[Reading passage — start]
Design Retrospective analysis of national hospital administrative data.

Setting All acute and specialist English hospitals carrying out elective surgery over three financial years, from 2008-09 to 2010-11.

Participants Patients undergoing elective surgery in English public hospitals.

Main outcome measure Death in or out of hospital within 30 days of the procedure.

Results There were 27 582 deaths within 30 days after 4 133 346 inpatient admissions for elective operating room procedures (overall crude mortality rate 6.7 per 1000). The number of weekday and weekend procedures decreased over the three years (by 4.5% and 26.8%, respectively). The adjusted odds of death were 44% and 82% higher, respectively, if the procedures were carried out on Friday (odds ratio 1.44, 95% confidence interval 1.39 to 1.50) or a weekend (1.82, 1.71 to 1.94) compared with Monday.

Conclusions The study suggests a higher risk of death for patients who have elective surgical procedures carried out later in the working week and at the weekend.
[Reading passage — finish]
[Recorded information — start]
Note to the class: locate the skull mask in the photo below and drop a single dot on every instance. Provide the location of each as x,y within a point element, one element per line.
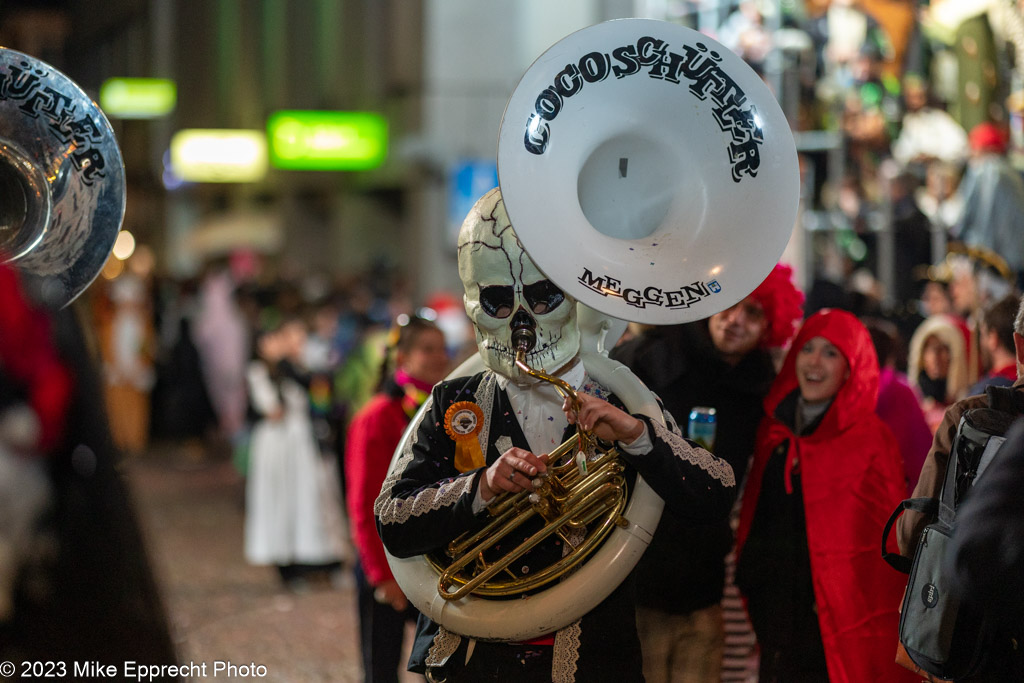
<point>504,288</point>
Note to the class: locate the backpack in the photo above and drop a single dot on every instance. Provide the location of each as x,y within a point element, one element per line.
<point>942,634</point>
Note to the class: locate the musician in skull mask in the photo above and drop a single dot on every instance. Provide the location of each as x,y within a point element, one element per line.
<point>482,435</point>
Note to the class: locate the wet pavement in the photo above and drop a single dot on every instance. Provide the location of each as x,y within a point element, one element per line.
<point>221,609</point>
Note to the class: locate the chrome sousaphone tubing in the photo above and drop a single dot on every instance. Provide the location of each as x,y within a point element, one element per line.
<point>61,179</point>
<point>649,173</point>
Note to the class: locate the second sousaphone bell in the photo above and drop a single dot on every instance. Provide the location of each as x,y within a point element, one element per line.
<point>61,179</point>
<point>650,174</point>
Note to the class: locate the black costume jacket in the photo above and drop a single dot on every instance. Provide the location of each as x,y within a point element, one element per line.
<point>426,502</point>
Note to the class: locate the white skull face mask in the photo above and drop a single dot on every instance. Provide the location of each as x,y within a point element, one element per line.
<point>505,288</point>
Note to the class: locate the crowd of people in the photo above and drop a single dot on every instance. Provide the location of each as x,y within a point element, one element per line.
<point>830,403</point>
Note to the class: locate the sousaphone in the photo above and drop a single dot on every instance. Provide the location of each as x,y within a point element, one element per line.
<point>61,179</point>
<point>650,173</point>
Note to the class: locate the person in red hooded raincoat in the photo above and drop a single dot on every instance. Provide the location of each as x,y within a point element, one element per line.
<point>826,473</point>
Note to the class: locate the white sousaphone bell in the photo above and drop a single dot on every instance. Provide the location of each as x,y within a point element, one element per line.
<point>651,174</point>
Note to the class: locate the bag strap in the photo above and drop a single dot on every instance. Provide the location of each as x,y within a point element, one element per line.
<point>928,506</point>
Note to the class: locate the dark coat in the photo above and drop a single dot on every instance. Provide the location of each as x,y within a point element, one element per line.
<point>684,568</point>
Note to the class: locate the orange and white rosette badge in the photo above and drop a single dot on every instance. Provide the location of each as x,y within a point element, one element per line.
<point>463,421</point>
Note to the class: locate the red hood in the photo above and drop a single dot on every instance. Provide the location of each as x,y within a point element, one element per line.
<point>858,394</point>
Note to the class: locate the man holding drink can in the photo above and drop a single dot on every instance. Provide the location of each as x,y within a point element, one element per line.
<point>717,372</point>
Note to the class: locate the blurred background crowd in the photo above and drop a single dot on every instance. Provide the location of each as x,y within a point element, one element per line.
<point>908,118</point>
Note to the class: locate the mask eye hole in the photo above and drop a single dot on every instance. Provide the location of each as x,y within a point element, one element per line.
<point>543,296</point>
<point>497,300</point>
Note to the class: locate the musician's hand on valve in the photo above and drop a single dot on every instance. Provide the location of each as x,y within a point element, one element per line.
<point>513,471</point>
<point>603,419</point>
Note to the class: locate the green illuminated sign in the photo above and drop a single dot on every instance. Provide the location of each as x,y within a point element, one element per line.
<point>137,97</point>
<point>327,140</point>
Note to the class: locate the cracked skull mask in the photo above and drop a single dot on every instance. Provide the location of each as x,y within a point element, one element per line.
<point>505,288</point>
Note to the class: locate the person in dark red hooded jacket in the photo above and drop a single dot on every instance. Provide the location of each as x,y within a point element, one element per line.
<point>826,472</point>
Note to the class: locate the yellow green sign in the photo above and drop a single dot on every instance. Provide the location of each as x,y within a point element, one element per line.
<point>137,97</point>
<point>219,155</point>
<point>306,140</point>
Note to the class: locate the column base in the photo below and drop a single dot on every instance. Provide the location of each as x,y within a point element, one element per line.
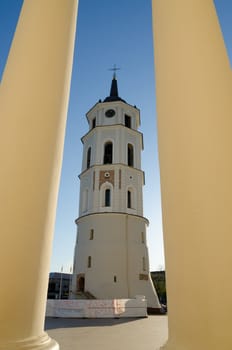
<point>43,342</point>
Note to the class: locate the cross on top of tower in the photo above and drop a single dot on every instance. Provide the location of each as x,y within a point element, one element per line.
<point>114,69</point>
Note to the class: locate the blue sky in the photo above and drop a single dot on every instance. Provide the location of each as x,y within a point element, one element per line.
<point>108,32</point>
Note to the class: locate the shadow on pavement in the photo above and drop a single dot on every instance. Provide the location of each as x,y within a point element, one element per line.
<point>54,323</point>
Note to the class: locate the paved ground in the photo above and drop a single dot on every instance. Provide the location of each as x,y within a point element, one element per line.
<point>111,334</point>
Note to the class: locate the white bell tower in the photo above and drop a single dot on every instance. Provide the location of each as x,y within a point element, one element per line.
<point>111,255</point>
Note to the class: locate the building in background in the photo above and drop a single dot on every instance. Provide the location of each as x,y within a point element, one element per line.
<point>111,256</point>
<point>59,285</point>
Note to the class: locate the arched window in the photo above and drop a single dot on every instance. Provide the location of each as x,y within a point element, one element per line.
<point>130,155</point>
<point>108,153</point>
<point>127,121</point>
<point>85,200</point>
<point>88,157</point>
<point>107,197</point>
<point>129,205</point>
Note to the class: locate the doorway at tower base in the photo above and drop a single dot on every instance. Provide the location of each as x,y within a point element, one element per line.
<point>95,308</point>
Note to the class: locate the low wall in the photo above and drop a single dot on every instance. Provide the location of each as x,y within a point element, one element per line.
<point>115,308</point>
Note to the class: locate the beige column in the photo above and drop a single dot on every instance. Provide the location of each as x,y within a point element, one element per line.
<point>33,106</point>
<point>194,106</point>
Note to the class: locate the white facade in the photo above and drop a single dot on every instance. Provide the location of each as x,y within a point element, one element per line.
<point>111,256</point>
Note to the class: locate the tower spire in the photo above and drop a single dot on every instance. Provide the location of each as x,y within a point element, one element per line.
<point>114,87</point>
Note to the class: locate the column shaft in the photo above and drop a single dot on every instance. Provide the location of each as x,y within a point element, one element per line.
<point>33,106</point>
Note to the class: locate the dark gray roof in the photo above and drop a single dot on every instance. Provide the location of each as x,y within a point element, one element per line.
<point>113,92</point>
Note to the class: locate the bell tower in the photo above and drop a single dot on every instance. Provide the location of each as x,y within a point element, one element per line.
<point>111,255</point>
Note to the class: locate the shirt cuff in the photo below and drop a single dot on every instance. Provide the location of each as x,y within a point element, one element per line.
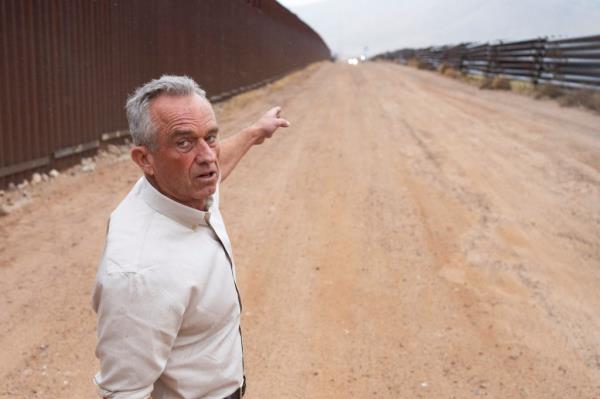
<point>142,393</point>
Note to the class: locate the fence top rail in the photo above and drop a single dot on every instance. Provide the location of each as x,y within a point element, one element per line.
<point>584,39</point>
<point>573,48</point>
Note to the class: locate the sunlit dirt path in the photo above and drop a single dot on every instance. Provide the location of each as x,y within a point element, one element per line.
<point>409,236</point>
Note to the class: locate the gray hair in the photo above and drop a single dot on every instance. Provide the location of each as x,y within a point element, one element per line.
<point>142,128</point>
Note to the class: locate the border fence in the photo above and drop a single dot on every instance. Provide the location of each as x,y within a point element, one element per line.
<point>571,62</point>
<point>68,65</point>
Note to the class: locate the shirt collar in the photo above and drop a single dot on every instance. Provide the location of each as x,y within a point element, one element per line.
<point>174,210</point>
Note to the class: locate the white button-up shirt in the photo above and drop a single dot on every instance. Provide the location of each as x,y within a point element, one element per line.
<point>167,304</point>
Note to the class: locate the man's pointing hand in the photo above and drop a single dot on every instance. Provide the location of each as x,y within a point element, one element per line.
<point>268,124</point>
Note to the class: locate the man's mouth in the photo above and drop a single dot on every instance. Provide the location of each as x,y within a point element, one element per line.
<point>207,175</point>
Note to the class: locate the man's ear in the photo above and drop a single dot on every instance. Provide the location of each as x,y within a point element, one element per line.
<point>143,158</point>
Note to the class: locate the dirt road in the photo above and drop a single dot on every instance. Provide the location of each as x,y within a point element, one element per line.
<point>409,236</point>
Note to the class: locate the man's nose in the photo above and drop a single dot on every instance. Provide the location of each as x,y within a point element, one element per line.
<point>205,153</point>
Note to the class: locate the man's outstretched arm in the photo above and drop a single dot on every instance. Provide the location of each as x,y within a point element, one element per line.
<point>235,147</point>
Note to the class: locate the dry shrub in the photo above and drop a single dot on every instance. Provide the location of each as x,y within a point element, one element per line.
<point>581,98</point>
<point>548,91</point>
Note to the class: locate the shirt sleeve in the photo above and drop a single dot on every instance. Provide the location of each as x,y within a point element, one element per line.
<point>138,320</point>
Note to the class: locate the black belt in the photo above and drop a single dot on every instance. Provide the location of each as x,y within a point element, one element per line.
<point>238,393</point>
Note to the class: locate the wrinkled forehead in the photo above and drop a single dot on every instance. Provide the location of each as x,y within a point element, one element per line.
<point>166,109</point>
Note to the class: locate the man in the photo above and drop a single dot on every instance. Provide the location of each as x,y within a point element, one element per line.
<point>165,295</point>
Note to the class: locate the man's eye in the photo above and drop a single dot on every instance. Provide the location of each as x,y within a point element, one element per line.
<point>184,144</point>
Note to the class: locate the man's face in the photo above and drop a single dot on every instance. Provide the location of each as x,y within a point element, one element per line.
<point>184,165</point>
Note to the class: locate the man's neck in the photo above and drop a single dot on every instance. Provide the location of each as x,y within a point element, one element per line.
<point>200,205</point>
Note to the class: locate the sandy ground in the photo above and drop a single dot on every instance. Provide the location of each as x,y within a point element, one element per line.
<point>408,237</point>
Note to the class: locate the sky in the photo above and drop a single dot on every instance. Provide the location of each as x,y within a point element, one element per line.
<point>353,27</point>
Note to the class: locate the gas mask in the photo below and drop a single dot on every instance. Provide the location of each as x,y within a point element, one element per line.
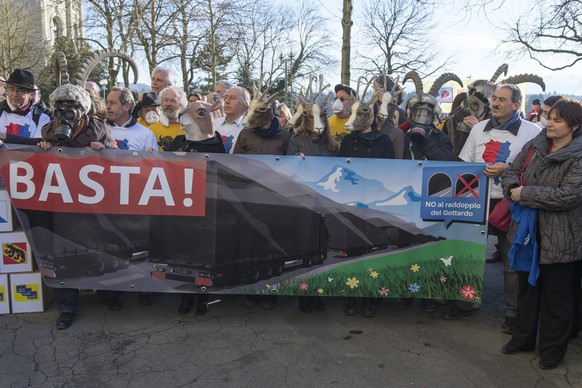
<point>476,105</point>
<point>68,116</point>
<point>152,117</point>
<point>337,106</point>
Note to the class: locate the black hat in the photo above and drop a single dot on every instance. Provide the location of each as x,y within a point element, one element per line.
<point>21,78</point>
<point>150,99</point>
<point>346,89</point>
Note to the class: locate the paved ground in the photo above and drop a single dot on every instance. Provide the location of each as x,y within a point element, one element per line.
<point>231,346</point>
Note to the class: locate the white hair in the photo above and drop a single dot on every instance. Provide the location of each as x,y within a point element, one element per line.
<point>70,92</point>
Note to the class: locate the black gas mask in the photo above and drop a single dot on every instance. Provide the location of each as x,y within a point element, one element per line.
<point>421,118</point>
<point>68,115</point>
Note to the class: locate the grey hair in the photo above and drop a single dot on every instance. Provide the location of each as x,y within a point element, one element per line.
<point>182,99</point>
<point>125,96</point>
<point>224,83</point>
<point>246,95</point>
<point>70,92</point>
<point>163,69</point>
<point>515,92</point>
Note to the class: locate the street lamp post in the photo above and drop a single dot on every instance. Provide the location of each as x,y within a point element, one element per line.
<point>287,61</point>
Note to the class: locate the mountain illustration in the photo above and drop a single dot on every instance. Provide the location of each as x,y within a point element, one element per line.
<point>344,185</point>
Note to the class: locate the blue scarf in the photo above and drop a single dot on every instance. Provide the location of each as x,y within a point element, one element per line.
<point>495,124</point>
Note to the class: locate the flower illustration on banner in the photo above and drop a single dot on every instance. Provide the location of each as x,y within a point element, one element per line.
<point>468,292</point>
<point>384,291</point>
<point>353,282</point>
<point>448,261</point>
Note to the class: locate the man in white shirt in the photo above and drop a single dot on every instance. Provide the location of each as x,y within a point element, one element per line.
<point>128,134</point>
<point>497,142</point>
<point>19,117</point>
<point>236,103</point>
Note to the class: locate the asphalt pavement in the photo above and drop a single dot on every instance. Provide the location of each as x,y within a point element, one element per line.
<point>231,346</point>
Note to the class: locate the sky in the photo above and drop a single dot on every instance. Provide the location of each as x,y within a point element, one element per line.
<point>472,42</point>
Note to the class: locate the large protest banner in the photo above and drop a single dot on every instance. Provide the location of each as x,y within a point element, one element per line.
<point>187,222</point>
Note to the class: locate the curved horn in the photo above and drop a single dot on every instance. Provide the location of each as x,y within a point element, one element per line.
<point>89,64</point>
<point>359,83</point>
<point>521,78</point>
<point>440,81</point>
<point>367,86</point>
<point>61,69</point>
<point>413,75</point>
<point>501,69</point>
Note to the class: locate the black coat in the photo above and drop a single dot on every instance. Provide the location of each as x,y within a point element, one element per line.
<point>367,145</point>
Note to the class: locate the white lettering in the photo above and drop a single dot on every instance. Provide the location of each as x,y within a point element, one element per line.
<point>90,183</point>
<point>25,180</point>
<point>54,170</point>
<point>124,172</point>
<point>157,174</point>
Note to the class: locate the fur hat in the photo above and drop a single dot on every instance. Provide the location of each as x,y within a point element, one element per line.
<point>70,92</point>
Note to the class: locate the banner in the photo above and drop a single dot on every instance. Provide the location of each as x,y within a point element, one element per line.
<point>188,222</point>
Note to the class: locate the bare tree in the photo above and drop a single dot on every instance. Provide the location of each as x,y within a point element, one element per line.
<point>111,24</point>
<point>398,37</point>
<point>19,47</point>
<point>155,30</point>
<point>263,34</point>
<point>313,41</point>
<point>550,34</point>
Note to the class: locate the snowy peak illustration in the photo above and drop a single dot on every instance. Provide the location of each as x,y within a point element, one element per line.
<point>404,197</point>
<point>344,185</point>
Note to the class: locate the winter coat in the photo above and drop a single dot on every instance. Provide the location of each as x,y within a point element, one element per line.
<point>263,141</point>
<point>436,145</point>
<point>297,145</point>
<point>553,183</point>
<point>212,146</point>
<point>367,145</point>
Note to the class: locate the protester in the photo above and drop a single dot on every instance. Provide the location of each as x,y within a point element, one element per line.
<point>496,142</point>
<point>550,188</point>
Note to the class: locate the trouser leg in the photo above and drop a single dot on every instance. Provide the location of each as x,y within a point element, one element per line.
<point>525,331</point>
<point>510,279</point>
<point>556,311</point>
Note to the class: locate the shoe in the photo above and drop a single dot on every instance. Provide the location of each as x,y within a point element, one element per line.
<point>146,298</point>
<point>65,321</point>
<point>508,325</point>
<point>202,307</point>
<point>456,312</point>
<point>404,303</point>
<point>267,305</point>
<point>428,306</point>
<point>250,302</point>
<point>548,364</point>
<point>350,307</point>
<point>368,309</point>
<point>186,304</point>
<point>305,304</point>
<point>512,348</point>
<point>495,257</point>
<point>113,303</point>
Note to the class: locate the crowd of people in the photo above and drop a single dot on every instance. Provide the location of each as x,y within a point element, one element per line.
<point>538,166</point>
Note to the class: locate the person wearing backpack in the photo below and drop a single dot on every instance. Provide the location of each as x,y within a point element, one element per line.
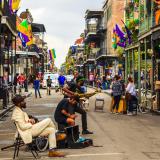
<point>116,92</point>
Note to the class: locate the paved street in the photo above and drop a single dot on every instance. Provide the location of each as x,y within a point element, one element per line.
<point>119,137</point>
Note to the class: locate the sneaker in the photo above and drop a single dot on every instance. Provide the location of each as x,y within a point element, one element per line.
<point>86,132</point>
<point>54,153</point>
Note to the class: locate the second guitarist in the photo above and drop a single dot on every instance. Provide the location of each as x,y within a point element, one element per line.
<point>74,88</point>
[Recorded information — finish]
### [Work order A]
Rewrite the abstract on elective surgery deaths, beginning at the words "Design Retrospective analysis" and stopping after "2008-09 to 2010-11.", with "financial years" renamed "fiscal years".
### [Work order B]
In the abstract on elective surgery deaths, which figures support the statement that the adjusted odds of death were 44% and 82% higher for Friday and weekend procedures, and which day were they compared with?

### [Expected output A]
Design Retrospective analysis of national hospital administrative data.

Setting All acute and specialist English hospitals carrying out elective surgery over three fiscal years, from 2008-09 to 2010-11.

### [Expected output B]
The statement rests on an odds ratio of 1.44 (95% confidence interval 1.39 to 1.50) for Friday procedures and 1.82 (1.71 to 1.94) for weekend procedures. Both are compared with procedures carried out on Monday.